**Verilen görev 1**
Alıntı metinde "Saniyeler içerisinde elektrik" sözcüklerinin geçtiği yerden başlayıp "tonla para kazandırıyorduk." sözcüklerinden sonra durarak aradaki bölümü harfi harfine kopyalayın.

== Alıntı metin

Her ölüm erken ölüm... Peki çocuk ölümleri... Bu kadar klişe bir satırla özetlenebilir mi sizce?
Eğer minicik bir yüreğin erken yaşta durması karşısında sizin de gözyaşlarınız durmuyorsa zaten satırların devamı sizi kesinlikle ırgalamayacaktır.
TV'ye kan çanağına dönmüş gözlerle bakmıyorsanız, sorun büyük demektir.
Gönül pencerenizin pervazları birbirine çarpmıyorsa, kalbiniz taşlaşmış anlamı taşır.
Uyanın o derin uykulardan, belli ki neticeniz açıkta kalmış durumdasınız. Korkmayın, silkelenin ve herkes kendine gelsin...
Münevver Karabulut'la tanıştık bu acı haberlere... Araya yığınları da girdi ama çok yer bulamadı sütunlarda... Çünkü derbi maçları daha önemliydi, Meclis'teki yersiz kavgalar, Survivor'da potaya girenler, Arka Sokaklar'da olan bitenler...
Kimimiz de dest-i izdivaç derdine düşmüştük...
Saniyeler içerisinde elektrik aldığımızı sandığımız insanlarla önce çay karıştırıp sonra hayatımızı birleştiriyorduk. Bu kurguların esiri olurken, yapımcılara tonla para kazandırıyorduk.
Bu arada magazin servislerinden bir haber yükseldi...
Münevver Karabulut'un katili Cem Garipoğlu'nun cezaevinde canına kıydığı öğrenildi.
Vicdanlar biraz soğudu, dizi ve spor programları yeniden reyting rekorları kırdı.
Hakem hataları, insan hayatına mal olan hatalardan daha önemli hale geldi.
Çok sonraları Özgecan Aslan kızımızın vahşeti serildi gözümüzün önüne... Günlük hayatta yapacağı en kolay eylemi gerçekleştirmiş, okuldan çıkıp minibüse binerek evine gitmeye çalışmıştı. Dört ayaklıların bir zararı yok ama iki ayaklı insan dışı varlığın bu kadar 'hayvan'laşacağını kimse hayal edememişti.
Önce canı yandı ardından vücudu Özgecan'ın...

====
== Veri listesi

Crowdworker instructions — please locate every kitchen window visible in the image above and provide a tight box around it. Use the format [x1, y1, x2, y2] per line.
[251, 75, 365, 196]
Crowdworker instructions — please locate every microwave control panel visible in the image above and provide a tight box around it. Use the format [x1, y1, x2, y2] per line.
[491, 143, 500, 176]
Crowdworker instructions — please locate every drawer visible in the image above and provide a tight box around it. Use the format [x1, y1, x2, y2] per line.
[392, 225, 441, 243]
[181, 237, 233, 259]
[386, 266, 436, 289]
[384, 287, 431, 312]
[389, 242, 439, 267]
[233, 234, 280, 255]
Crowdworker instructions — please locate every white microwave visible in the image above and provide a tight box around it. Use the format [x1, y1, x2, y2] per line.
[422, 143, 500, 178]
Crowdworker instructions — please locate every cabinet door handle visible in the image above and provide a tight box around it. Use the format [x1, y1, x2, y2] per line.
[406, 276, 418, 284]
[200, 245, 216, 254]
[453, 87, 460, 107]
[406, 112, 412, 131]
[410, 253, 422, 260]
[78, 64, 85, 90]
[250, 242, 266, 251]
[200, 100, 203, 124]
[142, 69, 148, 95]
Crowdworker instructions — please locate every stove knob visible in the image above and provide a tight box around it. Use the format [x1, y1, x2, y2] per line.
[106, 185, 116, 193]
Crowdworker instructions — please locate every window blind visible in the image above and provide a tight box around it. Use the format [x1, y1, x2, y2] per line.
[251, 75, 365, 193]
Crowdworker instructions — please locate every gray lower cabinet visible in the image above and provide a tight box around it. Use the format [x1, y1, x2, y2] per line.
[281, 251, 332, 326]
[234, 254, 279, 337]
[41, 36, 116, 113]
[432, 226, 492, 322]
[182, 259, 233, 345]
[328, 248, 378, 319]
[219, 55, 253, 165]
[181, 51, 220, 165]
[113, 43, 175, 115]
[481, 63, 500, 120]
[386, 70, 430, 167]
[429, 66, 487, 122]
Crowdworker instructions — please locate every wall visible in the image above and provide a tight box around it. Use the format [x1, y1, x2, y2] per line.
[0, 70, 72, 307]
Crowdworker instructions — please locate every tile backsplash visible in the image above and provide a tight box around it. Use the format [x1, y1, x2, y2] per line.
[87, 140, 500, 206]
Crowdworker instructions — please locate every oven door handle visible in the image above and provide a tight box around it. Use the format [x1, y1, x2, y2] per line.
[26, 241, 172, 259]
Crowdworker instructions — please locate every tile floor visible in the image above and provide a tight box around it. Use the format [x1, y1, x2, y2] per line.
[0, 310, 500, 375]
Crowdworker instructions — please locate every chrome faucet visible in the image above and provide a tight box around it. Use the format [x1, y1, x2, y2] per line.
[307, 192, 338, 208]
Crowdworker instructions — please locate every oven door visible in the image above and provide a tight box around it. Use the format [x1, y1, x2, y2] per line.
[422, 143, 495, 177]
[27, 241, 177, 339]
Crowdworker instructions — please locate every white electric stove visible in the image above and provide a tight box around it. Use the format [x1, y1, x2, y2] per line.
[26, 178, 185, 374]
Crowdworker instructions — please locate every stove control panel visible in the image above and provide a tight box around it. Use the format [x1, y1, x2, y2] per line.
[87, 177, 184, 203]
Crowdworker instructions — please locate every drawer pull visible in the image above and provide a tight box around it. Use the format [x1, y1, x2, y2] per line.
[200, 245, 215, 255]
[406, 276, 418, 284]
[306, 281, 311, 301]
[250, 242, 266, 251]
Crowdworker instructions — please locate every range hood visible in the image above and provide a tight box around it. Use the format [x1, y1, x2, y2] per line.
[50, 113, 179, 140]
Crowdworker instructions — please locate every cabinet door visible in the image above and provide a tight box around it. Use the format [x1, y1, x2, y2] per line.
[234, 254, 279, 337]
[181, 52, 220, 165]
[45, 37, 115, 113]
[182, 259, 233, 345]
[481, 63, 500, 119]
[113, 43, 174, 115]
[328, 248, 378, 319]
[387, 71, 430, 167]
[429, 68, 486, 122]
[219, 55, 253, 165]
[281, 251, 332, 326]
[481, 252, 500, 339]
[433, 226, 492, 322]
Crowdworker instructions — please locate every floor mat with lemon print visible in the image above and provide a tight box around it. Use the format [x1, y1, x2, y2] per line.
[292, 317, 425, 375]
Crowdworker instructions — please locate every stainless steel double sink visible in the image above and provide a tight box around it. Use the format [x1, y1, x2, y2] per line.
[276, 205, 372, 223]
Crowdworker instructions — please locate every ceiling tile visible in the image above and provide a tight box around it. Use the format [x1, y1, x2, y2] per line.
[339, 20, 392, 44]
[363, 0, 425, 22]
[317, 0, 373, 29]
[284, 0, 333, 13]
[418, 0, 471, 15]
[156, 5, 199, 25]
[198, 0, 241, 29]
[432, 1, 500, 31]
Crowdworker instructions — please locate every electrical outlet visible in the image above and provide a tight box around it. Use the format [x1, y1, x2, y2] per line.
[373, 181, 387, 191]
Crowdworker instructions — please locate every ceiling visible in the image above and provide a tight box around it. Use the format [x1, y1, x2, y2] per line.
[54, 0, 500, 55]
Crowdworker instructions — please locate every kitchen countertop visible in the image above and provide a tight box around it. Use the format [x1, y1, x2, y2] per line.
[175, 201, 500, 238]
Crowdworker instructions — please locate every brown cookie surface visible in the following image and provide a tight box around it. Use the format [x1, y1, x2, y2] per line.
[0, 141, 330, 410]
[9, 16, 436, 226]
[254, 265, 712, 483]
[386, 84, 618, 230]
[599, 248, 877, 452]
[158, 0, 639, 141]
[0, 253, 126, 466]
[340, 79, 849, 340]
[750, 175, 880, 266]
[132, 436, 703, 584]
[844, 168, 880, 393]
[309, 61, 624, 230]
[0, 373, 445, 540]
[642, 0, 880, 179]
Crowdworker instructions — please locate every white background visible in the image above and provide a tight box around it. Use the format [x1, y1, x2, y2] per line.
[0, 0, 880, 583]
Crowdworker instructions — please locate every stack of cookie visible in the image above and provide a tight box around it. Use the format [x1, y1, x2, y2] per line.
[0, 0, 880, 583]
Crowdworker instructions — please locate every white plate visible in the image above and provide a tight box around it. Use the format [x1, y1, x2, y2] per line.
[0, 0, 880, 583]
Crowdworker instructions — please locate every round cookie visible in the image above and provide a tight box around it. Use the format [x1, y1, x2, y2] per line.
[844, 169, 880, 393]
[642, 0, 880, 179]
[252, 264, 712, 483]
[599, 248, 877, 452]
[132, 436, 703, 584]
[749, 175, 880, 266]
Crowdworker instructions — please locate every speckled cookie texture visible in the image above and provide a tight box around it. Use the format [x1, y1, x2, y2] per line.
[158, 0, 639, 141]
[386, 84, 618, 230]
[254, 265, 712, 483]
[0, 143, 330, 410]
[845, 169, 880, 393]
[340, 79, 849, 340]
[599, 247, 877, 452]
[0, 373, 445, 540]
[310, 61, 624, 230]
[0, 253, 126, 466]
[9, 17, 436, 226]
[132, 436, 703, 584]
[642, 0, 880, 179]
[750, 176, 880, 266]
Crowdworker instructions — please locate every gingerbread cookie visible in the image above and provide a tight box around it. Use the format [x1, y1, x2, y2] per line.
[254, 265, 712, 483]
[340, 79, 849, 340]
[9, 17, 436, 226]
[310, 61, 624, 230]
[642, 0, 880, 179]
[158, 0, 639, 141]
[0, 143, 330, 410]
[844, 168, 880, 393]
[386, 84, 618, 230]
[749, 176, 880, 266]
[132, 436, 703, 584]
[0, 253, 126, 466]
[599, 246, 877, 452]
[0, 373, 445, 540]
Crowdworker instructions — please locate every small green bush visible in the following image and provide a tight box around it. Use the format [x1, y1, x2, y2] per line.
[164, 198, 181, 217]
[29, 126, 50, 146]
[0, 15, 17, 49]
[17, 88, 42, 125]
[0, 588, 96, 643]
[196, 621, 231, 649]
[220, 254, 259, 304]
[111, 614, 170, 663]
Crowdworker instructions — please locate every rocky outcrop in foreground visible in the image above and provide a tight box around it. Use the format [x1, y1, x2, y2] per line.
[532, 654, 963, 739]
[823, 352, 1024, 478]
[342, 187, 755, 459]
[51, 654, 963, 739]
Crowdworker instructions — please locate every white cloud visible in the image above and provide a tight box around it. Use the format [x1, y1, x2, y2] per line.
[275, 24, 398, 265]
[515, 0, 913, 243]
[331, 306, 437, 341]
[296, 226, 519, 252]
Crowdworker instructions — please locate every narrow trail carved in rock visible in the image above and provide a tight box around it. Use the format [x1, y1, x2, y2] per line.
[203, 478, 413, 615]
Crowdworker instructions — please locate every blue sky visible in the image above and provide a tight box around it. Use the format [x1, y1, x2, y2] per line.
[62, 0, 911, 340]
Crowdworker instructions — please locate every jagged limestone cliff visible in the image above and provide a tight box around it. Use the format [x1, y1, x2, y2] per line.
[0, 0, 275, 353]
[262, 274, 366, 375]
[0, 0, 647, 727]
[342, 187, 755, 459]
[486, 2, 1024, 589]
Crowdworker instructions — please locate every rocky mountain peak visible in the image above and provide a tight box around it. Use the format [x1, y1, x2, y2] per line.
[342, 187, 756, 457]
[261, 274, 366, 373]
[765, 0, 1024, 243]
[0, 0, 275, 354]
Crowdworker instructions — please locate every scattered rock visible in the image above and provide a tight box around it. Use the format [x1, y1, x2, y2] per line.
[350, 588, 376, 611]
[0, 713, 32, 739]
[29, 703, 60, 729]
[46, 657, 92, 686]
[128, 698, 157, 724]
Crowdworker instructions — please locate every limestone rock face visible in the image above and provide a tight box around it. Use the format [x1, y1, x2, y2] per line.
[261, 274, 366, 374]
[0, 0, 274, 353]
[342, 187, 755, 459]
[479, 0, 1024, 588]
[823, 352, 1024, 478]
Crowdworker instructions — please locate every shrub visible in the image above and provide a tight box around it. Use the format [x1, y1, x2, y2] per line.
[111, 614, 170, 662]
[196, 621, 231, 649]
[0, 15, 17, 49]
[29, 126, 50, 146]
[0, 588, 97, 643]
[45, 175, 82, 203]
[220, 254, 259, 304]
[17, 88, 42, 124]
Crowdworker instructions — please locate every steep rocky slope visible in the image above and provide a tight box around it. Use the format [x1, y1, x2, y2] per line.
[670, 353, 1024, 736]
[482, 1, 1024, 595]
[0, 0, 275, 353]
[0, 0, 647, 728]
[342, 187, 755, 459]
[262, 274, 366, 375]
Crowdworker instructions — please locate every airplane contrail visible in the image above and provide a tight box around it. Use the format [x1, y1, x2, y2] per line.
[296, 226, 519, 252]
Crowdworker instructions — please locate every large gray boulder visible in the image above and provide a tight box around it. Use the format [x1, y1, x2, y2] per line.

====

**Verilen görev 2**
Listenin başından "[491, 143, 500, 176]" ifadesini içeren satıra kadar, bu satır da dahil olmak üzere, yalnızca bu satırları "No" ve "Satır" sütunlarıyla bir Markdown tablosuna dönüştürün. Boş satırları tabloya almayın.

**Yazılı çözüm 1**
Saniyeler içerisinde elektrik aldığımızı sandığımız insanlarla önce çay karıştırıp sonra hayatımızı birleştiriyorduk. Bu kurguların esiri olurken, yapımcılara tonla para kazandırıyorduk.

**Yazılı çözüm 2**
| No | Satır |
|---|---|
| 1 | Crowdworker instructions — please locate every kitchen window visible in the image above and provide a tight box around it. Use the format [x1, y1, x2, y2] per line. |
| 2 | [251, 75, 365, 196] |
| 3 | Crowdworker instructions — please locate every microwave control panel visible in the image above and provide a tight box around it. Use the format [x1, y1, x2, y2] per line. |
| 4 | [491, 143, 500, 176] |